Record excerpts:

— Start —

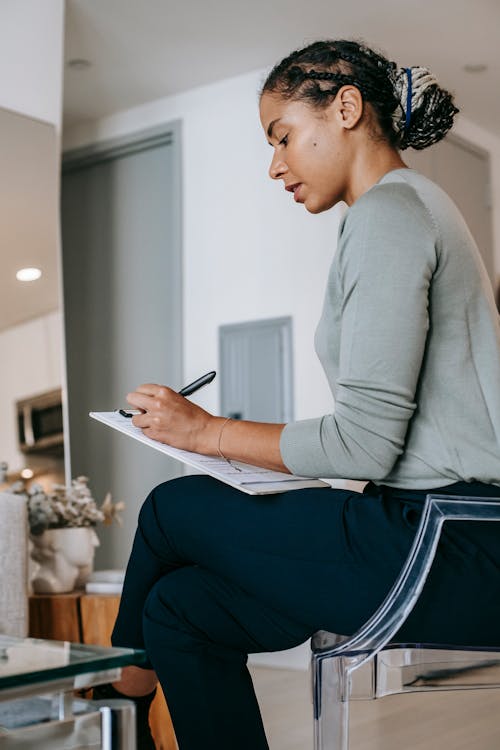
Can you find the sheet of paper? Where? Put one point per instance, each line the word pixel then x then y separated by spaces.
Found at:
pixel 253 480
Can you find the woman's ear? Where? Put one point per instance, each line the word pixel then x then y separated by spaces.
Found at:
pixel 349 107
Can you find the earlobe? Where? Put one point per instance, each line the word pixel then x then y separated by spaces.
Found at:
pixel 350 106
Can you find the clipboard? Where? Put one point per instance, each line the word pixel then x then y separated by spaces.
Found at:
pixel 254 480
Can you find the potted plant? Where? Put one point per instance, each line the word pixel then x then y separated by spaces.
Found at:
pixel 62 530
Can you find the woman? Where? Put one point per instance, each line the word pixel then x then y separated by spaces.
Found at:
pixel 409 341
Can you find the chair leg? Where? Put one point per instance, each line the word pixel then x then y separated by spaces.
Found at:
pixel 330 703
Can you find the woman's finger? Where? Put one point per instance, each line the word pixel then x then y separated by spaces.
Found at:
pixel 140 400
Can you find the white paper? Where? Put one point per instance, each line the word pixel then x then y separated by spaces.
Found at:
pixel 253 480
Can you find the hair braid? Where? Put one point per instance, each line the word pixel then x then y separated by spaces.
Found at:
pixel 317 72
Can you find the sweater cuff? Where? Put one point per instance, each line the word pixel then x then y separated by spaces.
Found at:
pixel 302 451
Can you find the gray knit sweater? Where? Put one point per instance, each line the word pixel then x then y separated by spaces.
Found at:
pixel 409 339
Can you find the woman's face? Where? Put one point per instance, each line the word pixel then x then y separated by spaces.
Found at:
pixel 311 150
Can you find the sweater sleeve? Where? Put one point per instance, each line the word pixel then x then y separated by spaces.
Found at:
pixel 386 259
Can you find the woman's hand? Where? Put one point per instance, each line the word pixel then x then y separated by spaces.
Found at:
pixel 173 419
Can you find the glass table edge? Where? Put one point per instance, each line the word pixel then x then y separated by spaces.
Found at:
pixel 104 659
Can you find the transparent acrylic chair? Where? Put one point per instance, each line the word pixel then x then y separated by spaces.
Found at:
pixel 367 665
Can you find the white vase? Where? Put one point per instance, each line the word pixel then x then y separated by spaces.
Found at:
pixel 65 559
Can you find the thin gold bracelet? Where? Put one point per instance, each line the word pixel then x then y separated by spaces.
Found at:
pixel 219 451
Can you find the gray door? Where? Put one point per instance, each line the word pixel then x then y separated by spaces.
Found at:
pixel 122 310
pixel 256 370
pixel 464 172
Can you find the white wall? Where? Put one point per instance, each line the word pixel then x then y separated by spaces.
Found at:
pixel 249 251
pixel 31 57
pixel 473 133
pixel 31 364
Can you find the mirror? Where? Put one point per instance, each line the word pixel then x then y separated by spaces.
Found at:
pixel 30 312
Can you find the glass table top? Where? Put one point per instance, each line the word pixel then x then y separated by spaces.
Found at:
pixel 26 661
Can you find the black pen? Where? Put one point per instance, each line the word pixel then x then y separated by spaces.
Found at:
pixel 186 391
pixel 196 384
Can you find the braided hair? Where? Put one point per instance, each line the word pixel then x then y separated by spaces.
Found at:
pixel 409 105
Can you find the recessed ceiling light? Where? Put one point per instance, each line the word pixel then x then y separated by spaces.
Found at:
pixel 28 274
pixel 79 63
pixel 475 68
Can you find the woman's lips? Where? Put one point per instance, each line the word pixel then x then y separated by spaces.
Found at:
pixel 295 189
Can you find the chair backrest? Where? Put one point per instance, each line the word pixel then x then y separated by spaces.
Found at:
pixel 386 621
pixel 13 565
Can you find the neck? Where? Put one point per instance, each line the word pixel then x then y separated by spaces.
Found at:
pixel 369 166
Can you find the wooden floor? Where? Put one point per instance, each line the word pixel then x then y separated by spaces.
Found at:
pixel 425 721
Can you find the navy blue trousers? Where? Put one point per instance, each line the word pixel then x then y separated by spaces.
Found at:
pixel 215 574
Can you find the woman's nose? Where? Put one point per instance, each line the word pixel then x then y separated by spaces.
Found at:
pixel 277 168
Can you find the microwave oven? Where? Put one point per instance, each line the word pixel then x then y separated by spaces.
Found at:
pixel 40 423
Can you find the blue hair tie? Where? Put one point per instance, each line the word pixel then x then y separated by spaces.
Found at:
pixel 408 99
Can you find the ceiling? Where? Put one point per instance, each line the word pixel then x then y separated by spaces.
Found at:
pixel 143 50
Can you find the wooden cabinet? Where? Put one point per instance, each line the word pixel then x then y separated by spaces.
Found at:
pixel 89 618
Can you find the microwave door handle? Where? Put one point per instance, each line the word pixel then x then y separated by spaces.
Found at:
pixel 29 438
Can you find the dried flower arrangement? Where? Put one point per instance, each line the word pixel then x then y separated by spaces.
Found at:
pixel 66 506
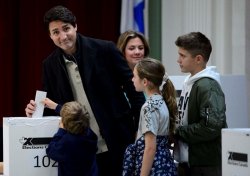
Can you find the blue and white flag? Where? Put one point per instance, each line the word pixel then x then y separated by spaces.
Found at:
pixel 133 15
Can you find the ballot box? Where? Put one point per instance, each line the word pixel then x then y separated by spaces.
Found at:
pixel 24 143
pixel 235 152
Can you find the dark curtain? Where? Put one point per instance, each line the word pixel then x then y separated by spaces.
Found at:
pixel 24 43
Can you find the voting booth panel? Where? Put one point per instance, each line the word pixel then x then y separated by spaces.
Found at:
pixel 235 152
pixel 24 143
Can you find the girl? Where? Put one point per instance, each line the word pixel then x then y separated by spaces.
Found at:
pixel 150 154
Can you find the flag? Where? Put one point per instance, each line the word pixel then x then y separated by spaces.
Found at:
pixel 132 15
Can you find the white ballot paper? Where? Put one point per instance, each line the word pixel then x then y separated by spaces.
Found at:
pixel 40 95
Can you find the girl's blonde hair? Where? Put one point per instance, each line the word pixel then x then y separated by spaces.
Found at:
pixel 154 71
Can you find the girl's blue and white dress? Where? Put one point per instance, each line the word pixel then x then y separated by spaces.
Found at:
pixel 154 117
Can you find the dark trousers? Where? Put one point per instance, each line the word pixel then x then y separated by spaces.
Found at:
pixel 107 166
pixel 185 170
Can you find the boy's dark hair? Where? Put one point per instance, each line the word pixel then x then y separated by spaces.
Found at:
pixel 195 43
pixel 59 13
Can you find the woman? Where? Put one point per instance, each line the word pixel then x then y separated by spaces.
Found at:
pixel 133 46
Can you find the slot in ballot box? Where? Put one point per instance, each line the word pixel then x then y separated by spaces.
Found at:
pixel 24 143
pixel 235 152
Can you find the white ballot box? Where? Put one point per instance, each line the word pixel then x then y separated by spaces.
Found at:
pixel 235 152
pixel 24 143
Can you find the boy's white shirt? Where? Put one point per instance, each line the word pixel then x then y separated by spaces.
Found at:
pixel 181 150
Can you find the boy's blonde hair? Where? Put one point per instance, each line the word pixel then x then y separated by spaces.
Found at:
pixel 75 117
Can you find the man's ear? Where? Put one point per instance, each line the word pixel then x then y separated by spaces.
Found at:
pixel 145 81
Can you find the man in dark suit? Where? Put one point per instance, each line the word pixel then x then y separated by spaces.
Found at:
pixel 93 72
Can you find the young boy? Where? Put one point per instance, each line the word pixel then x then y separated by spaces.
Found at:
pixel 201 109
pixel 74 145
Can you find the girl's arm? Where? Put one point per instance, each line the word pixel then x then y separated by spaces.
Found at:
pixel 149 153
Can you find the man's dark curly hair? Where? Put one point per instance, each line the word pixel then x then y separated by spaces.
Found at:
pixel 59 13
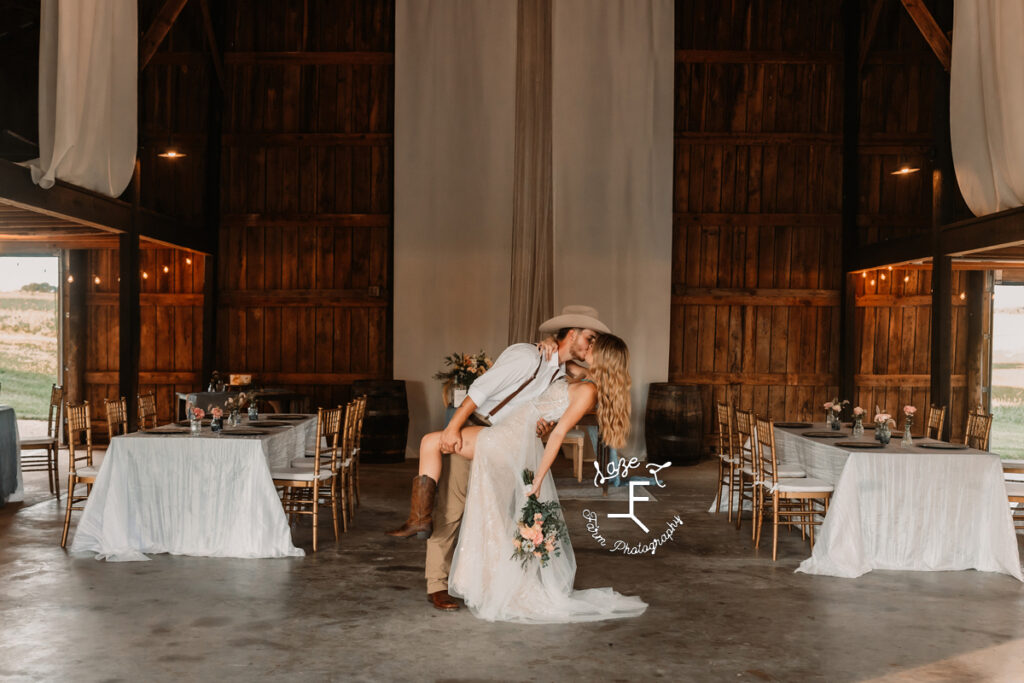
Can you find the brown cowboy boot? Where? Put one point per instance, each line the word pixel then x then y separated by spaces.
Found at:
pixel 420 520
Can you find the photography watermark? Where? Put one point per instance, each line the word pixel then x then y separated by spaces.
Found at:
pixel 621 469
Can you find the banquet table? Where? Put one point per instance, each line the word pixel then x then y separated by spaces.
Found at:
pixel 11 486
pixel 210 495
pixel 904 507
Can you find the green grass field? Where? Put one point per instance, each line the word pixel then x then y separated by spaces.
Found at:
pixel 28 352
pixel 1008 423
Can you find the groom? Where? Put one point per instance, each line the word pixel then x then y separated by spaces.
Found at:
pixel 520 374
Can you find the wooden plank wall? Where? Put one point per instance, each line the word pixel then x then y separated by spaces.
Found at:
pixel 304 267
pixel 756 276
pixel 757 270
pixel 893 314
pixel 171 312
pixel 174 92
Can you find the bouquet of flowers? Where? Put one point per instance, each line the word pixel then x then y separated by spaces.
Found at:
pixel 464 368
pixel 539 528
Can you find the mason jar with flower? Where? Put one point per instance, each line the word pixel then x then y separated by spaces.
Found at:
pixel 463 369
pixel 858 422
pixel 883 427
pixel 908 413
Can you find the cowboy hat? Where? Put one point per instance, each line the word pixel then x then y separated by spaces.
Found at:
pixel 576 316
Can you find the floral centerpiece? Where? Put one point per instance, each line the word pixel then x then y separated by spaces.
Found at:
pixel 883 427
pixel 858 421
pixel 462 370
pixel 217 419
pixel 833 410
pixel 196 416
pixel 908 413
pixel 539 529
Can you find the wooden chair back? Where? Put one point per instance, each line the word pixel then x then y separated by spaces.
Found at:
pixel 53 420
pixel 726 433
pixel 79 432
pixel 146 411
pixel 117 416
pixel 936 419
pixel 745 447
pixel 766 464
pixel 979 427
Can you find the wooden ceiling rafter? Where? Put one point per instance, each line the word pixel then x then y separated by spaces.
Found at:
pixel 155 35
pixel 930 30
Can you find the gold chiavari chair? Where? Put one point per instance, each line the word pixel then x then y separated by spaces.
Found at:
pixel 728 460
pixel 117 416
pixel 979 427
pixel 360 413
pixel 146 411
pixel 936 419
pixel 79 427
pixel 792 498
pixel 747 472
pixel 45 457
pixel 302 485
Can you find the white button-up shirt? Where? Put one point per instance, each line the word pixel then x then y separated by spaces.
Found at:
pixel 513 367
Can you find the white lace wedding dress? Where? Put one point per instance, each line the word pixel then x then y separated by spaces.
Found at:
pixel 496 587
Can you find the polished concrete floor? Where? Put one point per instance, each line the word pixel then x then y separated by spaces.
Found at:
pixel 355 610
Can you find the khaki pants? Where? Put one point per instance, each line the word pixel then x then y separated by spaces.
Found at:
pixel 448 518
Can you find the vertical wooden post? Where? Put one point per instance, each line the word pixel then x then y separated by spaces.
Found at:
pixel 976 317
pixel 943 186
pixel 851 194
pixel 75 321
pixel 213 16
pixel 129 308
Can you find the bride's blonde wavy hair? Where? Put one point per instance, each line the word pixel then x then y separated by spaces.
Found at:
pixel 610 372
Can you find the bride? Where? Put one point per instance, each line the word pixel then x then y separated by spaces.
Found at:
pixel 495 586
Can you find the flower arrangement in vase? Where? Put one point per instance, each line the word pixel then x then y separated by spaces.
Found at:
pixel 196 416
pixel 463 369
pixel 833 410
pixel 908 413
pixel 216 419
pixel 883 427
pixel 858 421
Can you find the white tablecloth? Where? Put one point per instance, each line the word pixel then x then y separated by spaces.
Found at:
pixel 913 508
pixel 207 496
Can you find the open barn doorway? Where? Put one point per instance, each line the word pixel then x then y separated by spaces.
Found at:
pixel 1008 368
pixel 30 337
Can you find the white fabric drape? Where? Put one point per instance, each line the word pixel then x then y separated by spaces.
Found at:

— End —

Exercise prompt: Reproduce the stretch from the start of the records through the line containing "pixel 409 339", both ends included, word for word, leaving out the pictures.

The response:
Can you find the sheet of paper? Where? Put one point per instance, each line the word pixel then x then y separated by spaces.
Found at:
pixel 253 480
Can you find the woman's ear? Where? Put one point per instance, each line the word pixel then x then y separated by spaces.
Found at:
pixel 349 107
Can you find the earlobe? Where? Put one point per instance, each line the word pixel then x then y separated by spaces.
Found at:
pixel 350 106
Can you find the clipboard? Where? Put one point per instance, each line the word pixel then x then y separated by spaces.
Found at:
pixel 254 480
Can you find the potted plant? Where? Put one point per instance, each line the word pixel then x then y separated by spaces.
Found at:
pixel 62 530
Can you find the woman? Where? Put one point per instance, each line the word pixel then x then y separated by spaces.
Found at:
pixel 409 341
Can you find the chair leg? Where? Put one point per instance, each line the word pixel then x then y separated by spaces.
Found at:
pixel 330 703
Can you find the woman's finger? Where? Put one point per instance, each line the word pixel then x then y separated by spaces.
Found at:
pixel 140 400
Can you find the white paper? Where? Put one point per instance, each line the word pixel then x then y separated by spaces.
Found at:
pixel 253 480
Can you find the hair braid? Where? Put one point per instance, each line the word pixel then x then y separated by spaces.
Found at:
pixel 317 72
Can you find the sweater cuff? Where? Put one point per instance, each line the word pixel then x then y separated by spaces.
Found at:
pixel 302 451
Can you find the gray knit sweater? Where? Put one point per instance, each line the word pixel then x then y separated by spaces.
Found at:
pixel 409 339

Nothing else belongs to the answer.